Written by Michael Curtis–the author of Stonehell Dungeon: Down Night-Haunted Halls and The Dungeon AlphabetIncursion of the Ultradimension begins with the player characters on their way somewhere when they have stopped overnight at the jungle village of Glazhaus. This makes it easy for the Judge to slot the scenario into an existing or ongoing campaign. Yet during their stay, disaster strikes and everyone, including the player characters, have to scramble to safety. In the wake of the disaster an old horror appears, one that has not been seen for generations and one that the villagers are ill-equipped to deal with given the all too recent disaster, but guess who is?

Going out to the starkly empty island off the coast and the adventurers find a strange building and inside that, an even stranger complex. This is a scientific research facility which has been invaded by, guess what, an Incursion of the Ultradimension. It has a highly regular design, an industrial design, with a high degree of interconnectivity, it being essentially an unfolded tesseract rendered into two dimensions rather than multiple dimensions. What this highlights is a feature crucial to Mutant Crawl Classics and to its genre in general, its adaptation of contemporary or near-future facilities into dungeons that the characters of Mutant Crawl Classics can then explore. This brings in a certain ‘blue-collar’ feel to the Sci-Fi of Incursion of the Ultradimension which is further increased by the nature of the threat that echoes that of the 1979 movie, Alien.

The complex is full of strange creatures and weird growths, most of which are either dangerous or inimical to the player characters. The scenario does include opportunities for roleplaying though. Initially in the village following the disaster, but also inside the complex itself. As expected, some of this is with the complex itself. After all, no self-respecting Sci-Fi scientific research facility would be complete without an intelligent computer to talk to, but not all of the inhabitants of the complex are necessarily hostile towards the player characters. In fact, some of them will probably be happy to see them and given how cute they are, the player characters will doubtless be pleased to see them.

===============

→ **Task to carry out**:
Continue the review of Incursion of the Ultradimension from where it stops.

→ **Material**:
===============

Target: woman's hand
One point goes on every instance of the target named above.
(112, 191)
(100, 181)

===============

→ **Response to this exercise**:
In general, Mutant Crawl Classics #3: Incursion of the Ultradimension is well-written and easy to grasp. Its tone is weird rather than wacky or gonzo, but that should not be held against the scenario. It very much needs another edit and to fair, whilst the artwork is really good, it good have been better used. In particular, it would have been nice if the images of monsters had been matched with the monster stats. This would have made them easier to vizualise by the Judge and thus easier for her to describe them to her players.

If there is an issue with Incursion of the Ultradimension, it is really how it deals with any aftermath. In the long term, it has the potential to link to further sequels based at other research sites and to that end describes a map that the player characters might see, although it does not actually provide such a map as a handout. This is not necessarily a bad thing as it allows the Judge to place any such sequels anywhere in her own campaign world, and anyway, Mutant Crawl Classics is not a roleplaying game with a tightly defined setting. Yet in the short term, the scenario could have explored the possible outcomes in more depth, in particular what might happen to the potentially non-hostile race to be found in the complex, because as with other aspects of the scenario, they have the potential to change the Judge’s campaign world. It would have been nice if guidelines had been included for members of this race had replacement player characters been needed. The likelihood is that any player will enjoy roleplaying one of these creatures with cute, twitchy noses.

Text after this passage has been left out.